*Saved entries*
────────────────────

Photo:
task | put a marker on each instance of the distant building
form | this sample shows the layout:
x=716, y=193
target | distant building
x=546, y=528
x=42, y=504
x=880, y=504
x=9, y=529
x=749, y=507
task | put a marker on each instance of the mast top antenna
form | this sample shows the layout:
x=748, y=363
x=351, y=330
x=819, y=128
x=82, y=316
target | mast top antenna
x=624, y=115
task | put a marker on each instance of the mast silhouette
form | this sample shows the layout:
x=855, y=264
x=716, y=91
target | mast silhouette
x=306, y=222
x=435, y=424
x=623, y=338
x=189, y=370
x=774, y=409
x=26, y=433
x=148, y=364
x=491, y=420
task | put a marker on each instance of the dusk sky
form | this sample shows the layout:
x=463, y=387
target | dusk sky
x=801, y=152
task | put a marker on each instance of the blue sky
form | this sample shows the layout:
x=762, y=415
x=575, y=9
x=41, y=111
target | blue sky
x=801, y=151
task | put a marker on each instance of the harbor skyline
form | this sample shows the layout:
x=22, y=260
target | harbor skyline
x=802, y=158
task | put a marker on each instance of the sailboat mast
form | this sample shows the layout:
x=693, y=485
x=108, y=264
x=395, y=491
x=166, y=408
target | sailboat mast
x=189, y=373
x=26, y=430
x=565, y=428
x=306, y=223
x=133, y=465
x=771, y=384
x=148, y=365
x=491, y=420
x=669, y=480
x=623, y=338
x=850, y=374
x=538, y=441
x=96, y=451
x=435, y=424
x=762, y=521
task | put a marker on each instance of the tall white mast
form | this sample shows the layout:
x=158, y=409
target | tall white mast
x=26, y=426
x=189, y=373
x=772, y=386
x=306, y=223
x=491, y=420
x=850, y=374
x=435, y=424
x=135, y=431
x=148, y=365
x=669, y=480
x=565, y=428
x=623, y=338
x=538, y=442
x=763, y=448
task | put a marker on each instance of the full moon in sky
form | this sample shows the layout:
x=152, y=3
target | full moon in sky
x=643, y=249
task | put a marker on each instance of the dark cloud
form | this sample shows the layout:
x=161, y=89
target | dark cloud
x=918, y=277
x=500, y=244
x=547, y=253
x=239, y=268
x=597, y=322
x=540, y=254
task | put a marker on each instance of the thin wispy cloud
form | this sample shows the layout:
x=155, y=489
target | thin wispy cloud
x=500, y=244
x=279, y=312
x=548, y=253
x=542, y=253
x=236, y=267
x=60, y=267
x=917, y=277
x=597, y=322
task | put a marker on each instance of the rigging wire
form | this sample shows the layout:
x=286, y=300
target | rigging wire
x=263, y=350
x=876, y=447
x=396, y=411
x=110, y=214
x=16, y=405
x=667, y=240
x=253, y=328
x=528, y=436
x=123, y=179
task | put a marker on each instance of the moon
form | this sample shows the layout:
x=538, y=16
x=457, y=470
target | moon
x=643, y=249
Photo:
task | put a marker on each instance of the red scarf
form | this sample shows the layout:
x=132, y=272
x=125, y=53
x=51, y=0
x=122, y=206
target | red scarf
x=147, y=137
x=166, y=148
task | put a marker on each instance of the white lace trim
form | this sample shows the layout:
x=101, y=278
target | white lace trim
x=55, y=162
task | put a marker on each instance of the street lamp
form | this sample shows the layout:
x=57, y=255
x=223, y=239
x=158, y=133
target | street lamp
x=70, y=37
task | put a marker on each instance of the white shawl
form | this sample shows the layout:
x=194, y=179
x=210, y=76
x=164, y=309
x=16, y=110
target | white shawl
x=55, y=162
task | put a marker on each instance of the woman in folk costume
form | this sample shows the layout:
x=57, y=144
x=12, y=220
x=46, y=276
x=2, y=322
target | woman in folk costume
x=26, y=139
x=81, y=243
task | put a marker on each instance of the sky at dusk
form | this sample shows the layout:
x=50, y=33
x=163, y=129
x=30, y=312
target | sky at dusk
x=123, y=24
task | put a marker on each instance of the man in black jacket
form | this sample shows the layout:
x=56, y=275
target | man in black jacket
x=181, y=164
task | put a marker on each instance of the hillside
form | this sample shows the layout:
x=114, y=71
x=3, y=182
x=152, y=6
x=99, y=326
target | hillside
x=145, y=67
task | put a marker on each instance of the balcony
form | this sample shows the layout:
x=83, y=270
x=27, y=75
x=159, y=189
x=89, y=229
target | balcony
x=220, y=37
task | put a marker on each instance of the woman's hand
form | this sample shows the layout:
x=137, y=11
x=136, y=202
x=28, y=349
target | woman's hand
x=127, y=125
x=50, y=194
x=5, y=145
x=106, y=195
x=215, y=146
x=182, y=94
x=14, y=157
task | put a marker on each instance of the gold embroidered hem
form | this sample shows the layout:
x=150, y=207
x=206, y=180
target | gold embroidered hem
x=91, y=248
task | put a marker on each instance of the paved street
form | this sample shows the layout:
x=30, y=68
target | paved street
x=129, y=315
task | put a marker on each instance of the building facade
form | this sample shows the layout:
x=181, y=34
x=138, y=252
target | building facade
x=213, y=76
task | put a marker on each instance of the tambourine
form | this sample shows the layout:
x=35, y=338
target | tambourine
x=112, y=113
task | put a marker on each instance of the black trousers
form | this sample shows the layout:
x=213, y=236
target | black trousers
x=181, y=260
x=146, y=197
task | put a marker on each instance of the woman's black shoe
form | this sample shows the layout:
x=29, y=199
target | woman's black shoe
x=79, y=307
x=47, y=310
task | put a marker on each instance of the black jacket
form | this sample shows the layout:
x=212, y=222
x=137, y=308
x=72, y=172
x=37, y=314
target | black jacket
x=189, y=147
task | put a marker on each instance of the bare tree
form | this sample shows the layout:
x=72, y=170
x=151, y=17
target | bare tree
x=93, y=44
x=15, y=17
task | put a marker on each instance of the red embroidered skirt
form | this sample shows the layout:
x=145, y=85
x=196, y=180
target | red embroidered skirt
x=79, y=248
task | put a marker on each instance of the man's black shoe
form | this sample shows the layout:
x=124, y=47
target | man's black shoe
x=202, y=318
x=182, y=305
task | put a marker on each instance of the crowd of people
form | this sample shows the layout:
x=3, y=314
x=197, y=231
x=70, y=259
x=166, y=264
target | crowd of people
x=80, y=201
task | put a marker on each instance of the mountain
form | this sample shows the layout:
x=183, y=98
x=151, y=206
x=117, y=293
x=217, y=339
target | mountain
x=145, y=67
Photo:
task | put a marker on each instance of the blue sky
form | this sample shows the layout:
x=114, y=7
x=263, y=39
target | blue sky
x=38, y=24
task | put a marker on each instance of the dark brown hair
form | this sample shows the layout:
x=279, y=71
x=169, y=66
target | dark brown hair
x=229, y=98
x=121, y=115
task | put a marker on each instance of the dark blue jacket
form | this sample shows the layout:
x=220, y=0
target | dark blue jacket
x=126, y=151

────────────────────

*PROBLEM STATEMENT*
Using the data above, print exactly the lines from the line that contains "the white lace trim" through the line that contains "x=83, y=270", with both included.

*SOLUTION FOR THIS PROBLEM*
task | put a marker on each instance of the white lace trim
form | this sample shows the layout:
x=101, y=278
target | white lace trim
x=55, y=162
task | put a marker on each instance of the street lamp
form | this sample shows the layout:
x=57, y=255
x=223, y=239
x=158, y=133
target | street lamp
x=70, y=37
task | put a marker on each instance of the white shawl
form | this sample shows the layout:
x=194, y=179
x=210, y=76
x=164, y=309
x=16, y=110
target | white shawl
x=55, y=162
task | put a marker on each instance of the woman in folk costume
form | this sample shows the layout:
x=57, y=144
x=12, y=220
x=46, y=276
x=2, y=322
target | woman in folk costume
x=26, y=139
x=81, y=243
task | put a marker on each instance of the sky at dusk
form | this sample shows the layout:
x=50, y=33
x=163, y=129
x=30, y=312
target | sky at dusk
x=123, y=24
task | put a marker on each instance of the man in black jacket
form | this sample shows the layout:
x=56, y=275
target | man in black jacket
x=181, y=164
task | put a marker on each instance of the hillside
form | this sample shows the layout:
x=114, y=71
x=3, y=182
x=152, y=6
x=99, y=326
target | hillside
x=145, y=67
task | put a marker on each instance of the balcony
form | this sample shows the layout:
x=83, y=270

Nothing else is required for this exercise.